**** Data supplied

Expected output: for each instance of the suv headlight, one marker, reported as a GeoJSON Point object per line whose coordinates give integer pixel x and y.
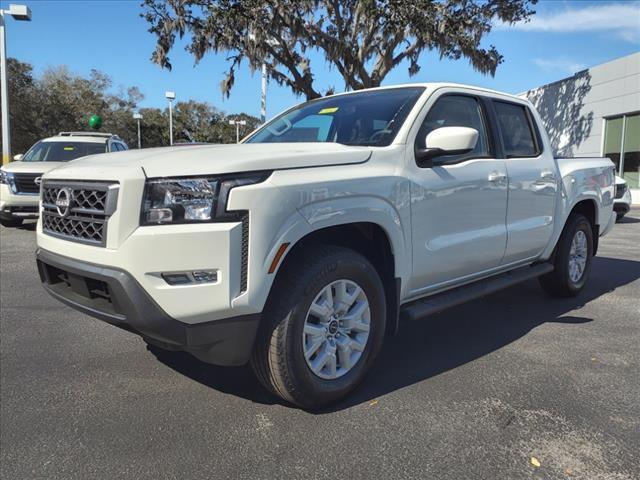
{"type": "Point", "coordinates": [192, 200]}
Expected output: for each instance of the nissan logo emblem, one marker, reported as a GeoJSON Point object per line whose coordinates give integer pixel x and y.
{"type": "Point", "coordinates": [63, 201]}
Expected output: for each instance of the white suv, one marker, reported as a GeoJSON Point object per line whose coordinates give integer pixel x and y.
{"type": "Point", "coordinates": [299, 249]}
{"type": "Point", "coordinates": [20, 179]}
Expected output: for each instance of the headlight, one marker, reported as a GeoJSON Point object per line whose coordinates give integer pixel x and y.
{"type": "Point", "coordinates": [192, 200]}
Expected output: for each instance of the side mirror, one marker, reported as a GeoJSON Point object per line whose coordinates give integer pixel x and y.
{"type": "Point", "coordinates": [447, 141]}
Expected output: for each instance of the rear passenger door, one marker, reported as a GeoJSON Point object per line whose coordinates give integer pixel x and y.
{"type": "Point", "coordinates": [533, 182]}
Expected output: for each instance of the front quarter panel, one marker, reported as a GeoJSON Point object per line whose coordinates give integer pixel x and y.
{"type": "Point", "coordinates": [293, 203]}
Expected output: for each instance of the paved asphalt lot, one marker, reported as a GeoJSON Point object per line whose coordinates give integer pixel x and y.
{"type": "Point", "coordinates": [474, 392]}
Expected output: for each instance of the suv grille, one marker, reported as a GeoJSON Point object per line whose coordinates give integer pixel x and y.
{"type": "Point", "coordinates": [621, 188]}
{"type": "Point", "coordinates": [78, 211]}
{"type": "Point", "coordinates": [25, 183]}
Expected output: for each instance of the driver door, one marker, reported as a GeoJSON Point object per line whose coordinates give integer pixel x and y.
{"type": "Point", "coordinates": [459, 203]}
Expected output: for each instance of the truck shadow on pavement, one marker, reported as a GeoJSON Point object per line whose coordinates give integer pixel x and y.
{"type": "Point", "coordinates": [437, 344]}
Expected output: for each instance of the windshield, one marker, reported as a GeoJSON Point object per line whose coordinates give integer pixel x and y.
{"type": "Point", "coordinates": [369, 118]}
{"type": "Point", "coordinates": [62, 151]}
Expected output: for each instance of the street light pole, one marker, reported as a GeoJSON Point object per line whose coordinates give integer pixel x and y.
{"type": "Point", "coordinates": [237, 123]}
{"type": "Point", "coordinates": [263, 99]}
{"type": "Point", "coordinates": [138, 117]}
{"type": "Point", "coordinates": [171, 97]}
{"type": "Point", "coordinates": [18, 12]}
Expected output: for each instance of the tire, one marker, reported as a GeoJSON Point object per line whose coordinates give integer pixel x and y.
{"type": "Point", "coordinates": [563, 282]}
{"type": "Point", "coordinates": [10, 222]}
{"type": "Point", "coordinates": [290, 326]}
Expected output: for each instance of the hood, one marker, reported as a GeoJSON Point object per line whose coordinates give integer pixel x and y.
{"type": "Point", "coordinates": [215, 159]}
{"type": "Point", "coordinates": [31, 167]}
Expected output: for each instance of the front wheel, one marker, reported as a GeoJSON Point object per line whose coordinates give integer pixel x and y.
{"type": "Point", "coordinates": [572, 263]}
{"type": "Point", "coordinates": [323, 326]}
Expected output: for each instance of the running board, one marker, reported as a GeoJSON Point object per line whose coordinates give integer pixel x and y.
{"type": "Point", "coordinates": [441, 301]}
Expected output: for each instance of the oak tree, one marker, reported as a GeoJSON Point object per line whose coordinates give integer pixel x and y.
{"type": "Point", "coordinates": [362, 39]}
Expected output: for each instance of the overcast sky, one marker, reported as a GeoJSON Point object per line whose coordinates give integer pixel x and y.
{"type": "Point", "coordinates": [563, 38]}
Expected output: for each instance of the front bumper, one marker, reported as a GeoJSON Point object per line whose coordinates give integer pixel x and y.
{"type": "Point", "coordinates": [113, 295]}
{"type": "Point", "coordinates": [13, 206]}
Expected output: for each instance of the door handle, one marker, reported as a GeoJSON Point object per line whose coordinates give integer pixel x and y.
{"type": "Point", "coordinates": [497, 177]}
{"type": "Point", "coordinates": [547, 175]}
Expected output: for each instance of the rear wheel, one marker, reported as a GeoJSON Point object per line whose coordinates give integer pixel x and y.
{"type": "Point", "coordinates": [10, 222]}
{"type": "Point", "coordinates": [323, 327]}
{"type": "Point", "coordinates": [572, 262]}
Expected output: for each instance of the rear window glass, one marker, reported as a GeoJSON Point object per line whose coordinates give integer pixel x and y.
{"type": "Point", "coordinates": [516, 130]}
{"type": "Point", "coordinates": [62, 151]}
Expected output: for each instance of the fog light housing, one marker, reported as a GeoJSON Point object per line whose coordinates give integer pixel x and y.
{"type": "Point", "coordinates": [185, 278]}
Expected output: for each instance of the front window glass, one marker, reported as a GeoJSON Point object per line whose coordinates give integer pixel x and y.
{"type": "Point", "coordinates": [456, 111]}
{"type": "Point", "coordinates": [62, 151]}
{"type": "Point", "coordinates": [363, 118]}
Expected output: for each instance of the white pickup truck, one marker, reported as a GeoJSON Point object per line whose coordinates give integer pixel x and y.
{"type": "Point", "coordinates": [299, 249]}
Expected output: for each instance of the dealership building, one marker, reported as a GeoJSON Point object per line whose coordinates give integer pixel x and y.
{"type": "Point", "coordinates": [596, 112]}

********

→ **Task description**
Omitting all images, retype each line of the records precisely.

→ **Written response**
Expected output: for each instance of the suv headlight, one marker, reported as a GeoJSON Point object per line whose coordinates give integer pixel x and y.
{"type": "Point", "coordinates": [192, 200]}
Expected output: for each instance of the nissan logo emblem, one marker, reported as a GeoJSON Point object per line whose coordinates give integer pixel x and y.
{"type": "Point", "coordinates": [63, 201]}
Expected output: for each instance of the white suv, one marker, reported as a GeoJSON Point object per line whose coordinates give integer pixel x and y.
{"type": "Point", "coordinates": [299, 249]}
{"type": "Point", "coordinates": [20, 179]}
Expected output: for each instance of the headlight, one marker, reported as a GeoJSON Point object per line whose coordinates give integer pixel x and y.
{"type": "Point", "coordinates": [192, 200]}
Expected output: for each instance of the side mirror, one marker, reported as a GeoJSON Point object per line whose coordinates give integer pixel x and y.
{"type": "Point", "coordinates": [447, 141]}
Expected output: for each instance of the rear passenger door, one marker, reported as a GeoJSON Point object per line whose coordinates give integer pixel x and y.
{"type": "Point", "coordinates": [533, 182]}
Expected output: for each instance of the front quarter panel, one marker, reported as a GeoJSON Point object per line whose coordinates give integer pixel x and y.
{"type": "Point", "coordinates": [293, 203]}
Expected output: for each instance of the paved asphalt lot, one marker, reported as a GeoJSON Point object per line whose coordinates give integer pixel x and y.
{"type": "Point", "coordinates": [474, 392]}
Expected output: for each instance of the suv grille, one marker, reported as a GeoJSON Point object per line whose coordinates give integer pixel x and y.
{"type": "Point", "coordinates": [621, 188]}
{"type": "Point", "coordinates": [78, 211]}
{"type": "Point", "coordinates": [25, 183]}
Expected output: for each instance of the driver door, one marker, reported as a GeoJSON Point object per line whose coordinates give integer pixel x and y.
{"type": "Point", "coordinates": [459, 203]}
Expected output: for each instance of the truck shadow on pavement, one marker, reported as a GeoJSON Point object per line whose coordinates give integer pixel x and y.
{"type": "Point", "coordinates": [437, 344]}
Expected output: for each instance of the windshield, one marker, reported as a GeoJSON Point object per line whose coordinates give integer pixel x and y.
{"type": "Point", "coordinates": [369, 118]}
{"type": "Point", "coordinates": [62, 151]}
Expected output: for each instance of the street light pole, one marker, reported as a GeoJSON Point object per line whose coordinates give integer pixel x and y.
{"type": "Point", "coordinates": [237, 123]}
{"type": "Point", "coordinates": [263, 99]}
{"type": "Point", "coordinates": [138, 117]}
{"type": "Point", "coordinates": [171, 97]}
{"type": "Point", "coordinates": [18, 12]}
Expected output: for each instance of the tire, one marker, reported as a GeoJSON Point object per line whose coordinates give integer pixel x and y.
{"type": "Point", "coordinates": [563, 282]}
{"type": "Point", "coordinates": [10, 222]}
{"type": "Point", "coordinates": [290, 326]}
Expected output: for each instance of the hood, one marker, reported as a GeoJSON Point object per line whose coordinates give integer pixel x and y.
{"type": "Point", "coordinates": [215, 159]}
{"type": "Point", "coordinates": [31, 167]}
Expected output: for each instance of the front wheel, one marker, reported as a GeoJSON Point object per line whose coordinates give integer pixel x and y.
{"type": "Point", "coordinates": [572, 263]}
{"type": "Point", "coordinates": [323, 326]}
Expected output: for each instance of the running board, one marker, reported as a GeoJSON Point object per line whose coordinates give integer pixel x and y.
{"type": "Point", "coordinates": [441, 301]}
Expected output: for each instance of the oak tree, one marker, reported as a GeoJSON Point object per line whose coordinates give integer pixel x and y.
{"type": "Point", "coordinates": [362, 39]}
Expected output: for each instance of the overcast sky, one marker, reported as a GeoJSON Point object per line whose coordinates give integer pixel x and y.
{"type": "Point", "coordinates": [563, 38]}
Expected output: for each instance of the front bumper, one marker, reported as a GeoJSON Point object per line whose coordinates give integer pixel x and y.
{"type": "Point", "coordinates": [113, 295]}
{"type": "Point", "coordinates": [13, 206]}
Expected output: for each instance of the door handle, one marker, reported as a GeoJSON Point object per line whose coordinates give integer pixel x and y.
{"type": "Point", "coordinates": [497, 177]}
{"type": "Point", "coordinates": [547, 175]}
Expected output: for each instance of the rear wheel, one marker, reported as a GeoJSON Point object per line whose coordinates give integer pixel x and y.
{"type": "Point", "coordinates": [10, 222]}
{"type": "Point", "coordinates": [323, 327]}
{"type": "Point", "coordinates": [572, 262]}
Expected output: for each instance of the rear window glass, one marker, reported as a GeoJSON Point object per line whose coordinates give integer pixel x and y.
{"type": "Point", "coordinates": [516, 130]}
{"type": "Point", "coordinates": [62, 151]}
Expected output: for each instance of the fog light housing, one marker, reported as a GeoJSON Point object per line whose coordinates give integer pixel x and y.
{"type": "Point", "coordinates": [185, 278]}
Expected output: for each instance of the front window glass, one marker, reported as a GeoJSON Point object per line whose coordinates give integer pixel x and y.
{"type": "Point", "coordinates": [456, 111]}
{"type": "Point", "coordinates": [62, 151]}
{"type": "Point", "coordinates": [363, 118]}
Expected output: for each instance of the white pickup truck, one marker, reported as a GeoJSON Point object per line whose coordinates give integer pixel x and y.
{"type": "Point", "coordinates": [299, 249]}
Expected output: for each instance of the dealership building, one marker, reported as a GeoJSON Point object per line whose coordinates give integer pixel x and y.
{"type": "Point", "coordinates": [596, 112]}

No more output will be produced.